▶ **Document text**
==*==

Here, we presented such a dataset, which resulted from a study attempting to track the spatiotemporal dynamics of irrigated croplands in China from 2000 to 201933. The dataset consists of yearly spatial information describing the extent and distribution of irrigated croplands at a resolution of 500 m, enabling us to find the increase or decrease of irrigated areas across China. Specifically, this study aimed to give a detailed delineation of the producing process of the dataset, including 1) generating provisional irrigation maps (MODIS irrigation dataset based on Greenness Index, MIrAD-GI) by downscaling statistics to potential cropland pixels based on MODIS-derived greenness index; 2) integrating MIrAD-GI with historical irrigation maps into an improved irrigation dataset, using constrained statistics and a synergy mapping method. Further, compared to the previous study which just validated the resultant maps in four typical irrigation districts for three years, more comprehensive validations were implemented based on nationwide ground samples for five years in this study. The data generating process described here was expected to be more explicit, legible, and repeatable with the assistance of accessible Python codes. The final irrigation dataset can be utilized to predict water consumption, assist agricultural planning, and assess regional climatic effects induced by irrigation.

==*==

▶ **Short problem 1**
Please answer these questions from the passage on irrigated cropland mapping in China:
(a) At what spatial resolution is the yearly irrigation information given?
(b) The previous study validated its maps in how many typical irrigation districts, and for how many years?
(c) What are the three uses named for the final irrigation dataset?
▶ **Short problem 2**
Continue the passage on irrigated cropland mapping in China with the next few sentences.

▶ **Data records**
==*==

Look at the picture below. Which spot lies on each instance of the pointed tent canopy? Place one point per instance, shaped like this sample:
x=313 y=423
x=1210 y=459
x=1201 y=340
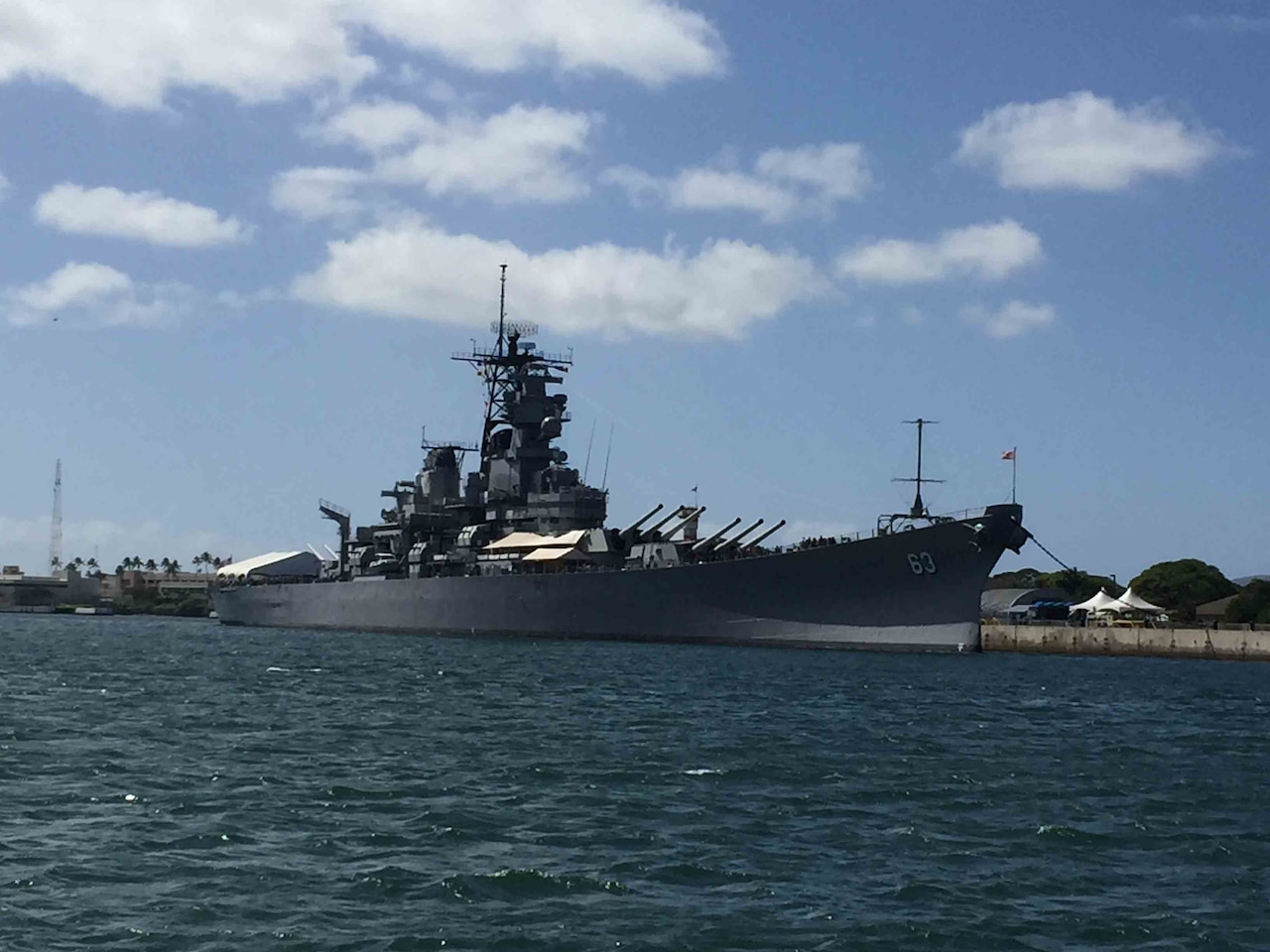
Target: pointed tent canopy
x=1101 y=602
x=1138 y=602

==*==

▶ **Task result 1**
(a) 500 m.
(b) Four typical irrigation districts, for three years.
(c) Predicting water consumption, assisting agricultural planning, and assessing regional climatic effects induced by irrigation.

▶ **Task result 2**
## Methods

China has a typical monsoon climate and is divided into arid, semi-arid, and wet regions. The total precipitation ranges from 3.2–4854.0 mm and the mean annual temperature varies between 4.41–26.33 °C34. The unstable climate is prone to result in frequent floods and droughts, which is a threat to agriculture. The total cropland area in China is more than 120 million hectares, accounting for 15% of the global land. Irrigated croplands in this study refer to the areas equipped with irrigation facilities and receive water supply at least once a year, including paddy fields and irrigated drylands. Irrigated croplands mainly spread over flat regions like the North China Plain, Northeast China, the Hetao Plain, the oasis in Northwest China, etc. Irrigation area increased by approximately one quarter in the last two decades33 which happened most in Northeast and Northwest China due to the reclamation of croplands.

### Greenness Index (GI) data from MODIS

Vegetation indices (VIs), including normalized difference vegetation index (NDVI), enhanced vegetation index (EVI), and greenness index (GI), are widely used as indicators for irrigation detection3,29,35,36,37,38 as they represent the amount of green biomass with varied index values responding to the perturbances in vegetation condition20. A maximum VI derived from the annual time series can be seen as a proxy for the peak level of photosynthetic activity, the highest biomass, and the possibly densest vegetation canopy39,40. The highest annual peak VI for any crops can be attributed to the consistent adequate soil moisture delivered by irrigation during the growing season; thus, it’s common that irrigated crops have higher peak VIs than non-irrigated crops20,21,23 (Fig. 4).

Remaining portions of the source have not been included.